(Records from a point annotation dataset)
- - -

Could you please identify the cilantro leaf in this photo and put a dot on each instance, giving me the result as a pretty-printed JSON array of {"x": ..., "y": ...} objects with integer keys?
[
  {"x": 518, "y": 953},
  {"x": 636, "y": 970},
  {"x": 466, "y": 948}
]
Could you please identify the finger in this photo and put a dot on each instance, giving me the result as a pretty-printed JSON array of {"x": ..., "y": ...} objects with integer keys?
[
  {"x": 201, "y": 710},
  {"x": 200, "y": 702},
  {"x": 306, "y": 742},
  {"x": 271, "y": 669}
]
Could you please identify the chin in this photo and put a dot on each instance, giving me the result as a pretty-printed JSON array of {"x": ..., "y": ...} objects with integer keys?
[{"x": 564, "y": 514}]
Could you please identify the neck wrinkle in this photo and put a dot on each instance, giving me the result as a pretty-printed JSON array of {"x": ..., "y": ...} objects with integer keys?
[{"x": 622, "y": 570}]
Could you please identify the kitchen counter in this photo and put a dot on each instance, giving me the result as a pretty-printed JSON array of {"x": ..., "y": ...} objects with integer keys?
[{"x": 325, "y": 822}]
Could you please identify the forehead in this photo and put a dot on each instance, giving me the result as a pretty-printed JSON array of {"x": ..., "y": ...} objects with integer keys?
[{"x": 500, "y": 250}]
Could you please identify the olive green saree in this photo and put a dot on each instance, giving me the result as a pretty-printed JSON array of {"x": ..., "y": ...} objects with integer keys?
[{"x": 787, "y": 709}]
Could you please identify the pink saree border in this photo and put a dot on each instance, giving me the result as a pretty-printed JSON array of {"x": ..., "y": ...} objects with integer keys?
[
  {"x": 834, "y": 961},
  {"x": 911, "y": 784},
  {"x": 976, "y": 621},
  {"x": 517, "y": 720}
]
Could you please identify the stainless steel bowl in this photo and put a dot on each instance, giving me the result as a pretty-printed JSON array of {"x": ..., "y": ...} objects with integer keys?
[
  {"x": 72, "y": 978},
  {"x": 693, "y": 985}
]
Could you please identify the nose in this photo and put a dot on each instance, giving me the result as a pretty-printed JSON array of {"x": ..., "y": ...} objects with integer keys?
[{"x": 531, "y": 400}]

- - -

> _Exercise_
Can you write out the listing again, starting at the line that contains "Could you please identify the stainless" and ending at the end of the listing, keeping every line unchanged except that each x and y coordinate in the answers is increased by 52?

> _Response to the task_
Could you please identify the stainless steel bowl in this photo and put a dot on each instance, giving me the result as a pretty-printed JSON array of {"x": ..., "y": ...} objects with integer keys?
[
  {"x": 124, "y": 1030},
  {"x": 745, "y": 1037}
]
Could you please identify the nose in this photo and put a dot on each instance, giving me the result as a pretty-printed JSON array of {"x": ..., "y": ...} objects with integer keys?
[{"x": 583, "y": 452}]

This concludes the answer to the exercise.